### DO THIS
Gather every line of the entries below that contains the string "wall", treating uppercase and lowercase as different.

### DATA IN THIS EXERCISE
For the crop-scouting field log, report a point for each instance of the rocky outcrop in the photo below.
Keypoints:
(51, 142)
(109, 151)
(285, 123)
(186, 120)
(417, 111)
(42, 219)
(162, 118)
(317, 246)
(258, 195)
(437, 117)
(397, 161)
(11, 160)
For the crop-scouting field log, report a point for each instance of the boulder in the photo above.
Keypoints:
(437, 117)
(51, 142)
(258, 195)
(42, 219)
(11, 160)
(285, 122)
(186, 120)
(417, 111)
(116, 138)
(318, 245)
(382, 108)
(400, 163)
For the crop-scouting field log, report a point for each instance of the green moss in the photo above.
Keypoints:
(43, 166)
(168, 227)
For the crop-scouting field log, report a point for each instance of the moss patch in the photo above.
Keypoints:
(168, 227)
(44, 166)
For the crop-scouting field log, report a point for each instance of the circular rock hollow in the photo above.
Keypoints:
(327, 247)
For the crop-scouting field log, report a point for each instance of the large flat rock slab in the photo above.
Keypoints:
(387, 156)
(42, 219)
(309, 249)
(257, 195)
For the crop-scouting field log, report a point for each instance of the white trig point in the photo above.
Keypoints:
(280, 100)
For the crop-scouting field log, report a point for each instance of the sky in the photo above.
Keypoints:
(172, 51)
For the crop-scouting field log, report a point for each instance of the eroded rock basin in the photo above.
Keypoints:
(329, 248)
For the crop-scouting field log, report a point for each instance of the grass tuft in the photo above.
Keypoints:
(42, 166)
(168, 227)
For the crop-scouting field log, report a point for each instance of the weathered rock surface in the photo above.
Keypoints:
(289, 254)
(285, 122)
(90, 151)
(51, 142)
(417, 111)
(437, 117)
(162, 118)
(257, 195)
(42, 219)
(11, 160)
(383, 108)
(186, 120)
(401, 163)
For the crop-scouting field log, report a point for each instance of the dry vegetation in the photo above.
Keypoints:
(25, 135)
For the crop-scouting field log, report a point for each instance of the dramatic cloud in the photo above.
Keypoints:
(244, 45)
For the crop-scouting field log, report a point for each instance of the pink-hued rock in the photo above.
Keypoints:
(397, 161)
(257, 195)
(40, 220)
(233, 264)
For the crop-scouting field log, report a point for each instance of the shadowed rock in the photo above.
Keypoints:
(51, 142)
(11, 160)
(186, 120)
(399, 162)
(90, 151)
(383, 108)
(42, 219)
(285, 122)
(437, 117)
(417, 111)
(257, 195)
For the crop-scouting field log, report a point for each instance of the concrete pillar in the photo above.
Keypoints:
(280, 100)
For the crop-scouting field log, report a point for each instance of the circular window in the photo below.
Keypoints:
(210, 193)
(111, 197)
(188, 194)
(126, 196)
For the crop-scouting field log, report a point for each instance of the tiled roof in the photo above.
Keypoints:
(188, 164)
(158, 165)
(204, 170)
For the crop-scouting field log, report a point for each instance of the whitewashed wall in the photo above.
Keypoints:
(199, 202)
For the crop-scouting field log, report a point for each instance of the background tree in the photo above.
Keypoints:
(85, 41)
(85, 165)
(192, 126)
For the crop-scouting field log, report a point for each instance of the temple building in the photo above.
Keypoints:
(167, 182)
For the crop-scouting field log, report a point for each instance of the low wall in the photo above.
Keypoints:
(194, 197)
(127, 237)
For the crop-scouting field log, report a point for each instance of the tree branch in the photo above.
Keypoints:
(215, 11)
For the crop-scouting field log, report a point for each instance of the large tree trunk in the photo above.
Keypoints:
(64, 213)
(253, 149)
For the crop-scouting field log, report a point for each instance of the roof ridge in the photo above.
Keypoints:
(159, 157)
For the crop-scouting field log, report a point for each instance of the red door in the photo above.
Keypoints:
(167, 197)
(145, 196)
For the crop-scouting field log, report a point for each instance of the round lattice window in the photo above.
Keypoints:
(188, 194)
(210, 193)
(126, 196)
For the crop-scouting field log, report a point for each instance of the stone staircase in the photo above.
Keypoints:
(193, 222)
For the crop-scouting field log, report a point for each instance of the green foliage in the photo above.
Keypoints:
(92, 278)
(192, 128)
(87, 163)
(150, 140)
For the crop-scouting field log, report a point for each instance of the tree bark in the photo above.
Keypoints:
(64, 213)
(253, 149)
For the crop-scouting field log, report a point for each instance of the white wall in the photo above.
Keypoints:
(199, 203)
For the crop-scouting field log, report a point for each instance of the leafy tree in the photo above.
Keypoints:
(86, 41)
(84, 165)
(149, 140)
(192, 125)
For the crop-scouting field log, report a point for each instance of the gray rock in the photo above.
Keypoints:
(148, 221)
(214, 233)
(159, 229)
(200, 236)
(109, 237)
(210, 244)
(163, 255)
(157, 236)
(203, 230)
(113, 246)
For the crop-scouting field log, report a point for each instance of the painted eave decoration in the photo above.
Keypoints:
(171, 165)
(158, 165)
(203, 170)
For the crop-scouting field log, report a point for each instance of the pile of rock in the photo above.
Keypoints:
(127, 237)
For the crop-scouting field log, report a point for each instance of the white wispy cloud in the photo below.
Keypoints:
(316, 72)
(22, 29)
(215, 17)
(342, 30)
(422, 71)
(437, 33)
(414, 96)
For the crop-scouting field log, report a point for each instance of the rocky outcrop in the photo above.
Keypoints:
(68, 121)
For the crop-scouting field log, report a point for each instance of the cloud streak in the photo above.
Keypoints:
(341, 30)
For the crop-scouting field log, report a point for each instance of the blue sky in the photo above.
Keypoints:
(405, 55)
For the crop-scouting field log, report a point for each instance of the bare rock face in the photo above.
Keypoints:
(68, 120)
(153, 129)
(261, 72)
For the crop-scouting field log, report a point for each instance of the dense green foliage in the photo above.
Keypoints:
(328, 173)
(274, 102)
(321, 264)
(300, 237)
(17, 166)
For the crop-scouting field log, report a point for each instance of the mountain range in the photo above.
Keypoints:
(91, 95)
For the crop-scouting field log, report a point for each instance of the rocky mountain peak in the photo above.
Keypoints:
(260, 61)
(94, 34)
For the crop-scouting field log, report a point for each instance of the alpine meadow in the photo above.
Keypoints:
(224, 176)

---

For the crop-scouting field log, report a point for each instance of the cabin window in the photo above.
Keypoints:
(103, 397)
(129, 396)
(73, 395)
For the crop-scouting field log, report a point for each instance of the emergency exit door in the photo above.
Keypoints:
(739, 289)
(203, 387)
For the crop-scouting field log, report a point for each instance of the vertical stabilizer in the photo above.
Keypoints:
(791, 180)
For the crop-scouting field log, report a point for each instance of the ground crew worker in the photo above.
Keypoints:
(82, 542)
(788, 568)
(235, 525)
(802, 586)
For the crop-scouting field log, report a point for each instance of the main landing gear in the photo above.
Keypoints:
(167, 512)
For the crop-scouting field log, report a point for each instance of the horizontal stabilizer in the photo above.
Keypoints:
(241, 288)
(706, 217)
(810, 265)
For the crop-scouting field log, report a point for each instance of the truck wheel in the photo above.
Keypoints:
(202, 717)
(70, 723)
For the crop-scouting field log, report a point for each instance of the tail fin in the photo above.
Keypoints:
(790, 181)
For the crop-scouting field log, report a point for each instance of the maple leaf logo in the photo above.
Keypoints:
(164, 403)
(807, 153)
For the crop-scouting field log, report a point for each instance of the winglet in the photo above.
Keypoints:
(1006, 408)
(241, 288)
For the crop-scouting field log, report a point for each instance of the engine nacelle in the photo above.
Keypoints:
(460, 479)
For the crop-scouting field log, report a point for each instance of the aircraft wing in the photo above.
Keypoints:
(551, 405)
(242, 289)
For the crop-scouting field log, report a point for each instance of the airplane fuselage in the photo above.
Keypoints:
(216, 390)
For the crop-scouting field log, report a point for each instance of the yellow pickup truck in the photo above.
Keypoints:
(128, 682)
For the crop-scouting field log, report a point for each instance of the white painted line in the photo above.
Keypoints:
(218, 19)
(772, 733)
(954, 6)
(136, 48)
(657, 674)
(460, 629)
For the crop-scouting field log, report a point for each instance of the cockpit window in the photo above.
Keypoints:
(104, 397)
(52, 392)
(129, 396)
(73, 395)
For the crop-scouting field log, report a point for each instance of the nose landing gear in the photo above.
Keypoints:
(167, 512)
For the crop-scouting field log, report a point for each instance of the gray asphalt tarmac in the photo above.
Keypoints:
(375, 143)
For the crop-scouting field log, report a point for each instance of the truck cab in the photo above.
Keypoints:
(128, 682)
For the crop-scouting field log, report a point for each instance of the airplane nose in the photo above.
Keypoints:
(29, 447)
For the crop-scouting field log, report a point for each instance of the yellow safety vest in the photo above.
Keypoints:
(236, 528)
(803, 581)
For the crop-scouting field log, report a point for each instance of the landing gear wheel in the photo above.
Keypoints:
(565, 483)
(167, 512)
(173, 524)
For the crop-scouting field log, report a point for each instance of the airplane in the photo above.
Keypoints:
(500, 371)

### FINAL RESULT
For the crop-scouting field log, report a point for each instance of the whitewashed wall in the photo above.
For the crop-scouting field log, report a point for each instance of the low wall in the photo above.
For the crop-scouting field log, report a point for each instance of the white wall in the photo above.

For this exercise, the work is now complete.